Los niños que corrían tras los camiones

Corríamos tras el camión de la Casera y del de la Coca Cola por si acaso ‘caía’ algo

El primitivo camión de la gaseosa La Casera, parado en la esquina de Santa Rita, junto a la puerta del chalet del gitano.
El primitivo camión de la gaseosa La Casera, parado en la esquina de Santa Rita, junto a la puerta del chalet del gitano.
Eduardo de Vicente
20:42 • 19 jun. 2023

La vida en la calle te convertía en un pirata permanente, en un asaltador de tapias de solares, en hijo de los charcos y el fango y en primo de las salamanquesas que en las noches de verano rondaban alrededor de las luces de las fachadas.



En la calle los niños de antes aprendíamos el Latín y de cualquier cosa fabricábamos un juego. Había quien se hacía doctor en puntería y de una pedrada era capaz de apagar una bombilla a veinte metros de distancia. Había artistas que con un trozo de rama de árbol y un pedazo de cámara de bicicleta se fabricaban un tirachinas y cerebros adelantados que con un simple palo y unas gomas de las que se usaban en los envases de los huevos era capaz de componer una pistola.



En la calle aprendías a entretenerte con cualquier cosa, lo mismo te divertías echando a volar aviones de papel que organizando carreras de chapas en los trancos. Lo mismo disfrutabas trotando en un caballo imaginario con un revólver de agua en el bolsillo que echando a correr detrás del primer camión que se te cruzara por delante.



Había una afición consolidada a perseguir camiones, tal vez porque su presencia desmesurada rompía la monotonía de los ‘seíllas’, los ‘850’ y los ‘cuatro latas’ que eran los coches que más transitaban por nuestras calles. La presencia de un camión era un motivo de fiesta porque nos traía una correría diferente.



Un camión era una promesa de aventura, sobre todo si venía cargado de botellas de refrescos. Recuerdo la que se armaba en mi calle cuando a lo lejos veíamos aparecer el camión de la Casera o el que repartía la Coca Cola. Parecían viejos carros de combate por su lento caminar, abriéndose paso con dificultad por las callejas estrechas, buscando el destino de una tienda de barrio. Eran camiones antiguos que se abrían por detrás mediante una compuerta sujetada  con una inmensa cadena que el conductor se encargaba de asegurar para evitar que las cajas se le fueran derramando por las  calles. Corríamos tras el camión de la Casera y de  la Coca Cola por si caía algo, por si se rompía algún refresco y el repartidor lo compartía con los niños en un acto de extrema generosidad. Había también quién aprovecha la ocasión para dar un golpe y mientras el conductor iba y venía de la tienda, metía la mano en una caja y se llevaba una botella. A comienzos de los años setenta, cuando se pusieron de moda los botellines pequeños de Fanta de naranja y de limón, los niños perseguían al camión como el que va detrás de los Reyes Magos.

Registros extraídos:
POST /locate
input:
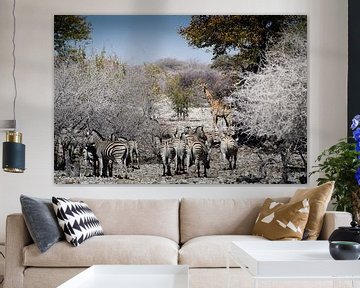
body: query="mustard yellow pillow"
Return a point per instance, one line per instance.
(279, 221)
(319, 198)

TAREAS DEL EJERCICIO.
(a) Según el fragmento, ¿qué botellines se pusieron de moda a comienzos de los años setenta?
(b) Por favor, continúa el fragmento sobre los niños que corrían tras los camiones a partir de su última oración.
El listado procede de otra fuente.

RESPUESTAS POR TAREA.
(a) Los botellines pequeños de Fanta de naranja y de limón.

(b)
También gozaban de gran popularidad los camiones que llevaban el agua por las tiendas y por las casas. En Almería se consumía mucha agua de Araoz y no había una tienda de barrio, por modesta que fuera, que no tuviera en su interior un gran depósito de uralita para abastecer a su clientela.



El agua de Araoz era indispensable porque con ella también se hacía la comida. Había barrios por los que iba el camión del agua que venía de Felix, que también gozaba de un reconocido prestigio. En los años setenta, cuando empezamos a ser un poco más delicados, llegaron a las tiendas las botellas en envase de cristal con el agua de Solares y con el agua de Lanjarón, que según la leyenda de entonces, tenía propiedades medicinales y abría el apetito. 



Los niños buscábamos el camión del agua de Araoz para ‘meterle mano’. Cuando el chófer se descuidaba abríamos el grifo del depósito y colocábamos la boca debajo para calmar nuestra sed de aventura, que estaba siempre muy por encima de cualquier otro tipo de sed. Amábamos aquellos camiones del agua y por encima de todos, a la regadora que en las tardes de verano nos quitaba el polvo de las calles y nos limpiaba de paso los pies.


La regadora era una bendición del cielo en aquella Almería pobre de callejuelas sin asfaltar y alcantarillas atrancadas. Cuando aparecía por el barrio, los niños la asaltábamos para provocar que el conductor nos diera una ducha gratis.


Sí, los niños teníamos vocación por los camiones, a excepción de uno de ellos, el temido camión de la basura, del que procurábamos huir cada vez que pasaba dejándonos un olor a podrido que se nos colaba hasta lo más profundo de la garganta y nos hacía imposible rematar aquel bocadillo de mantequilla y azúcar que tanto nos gustaba.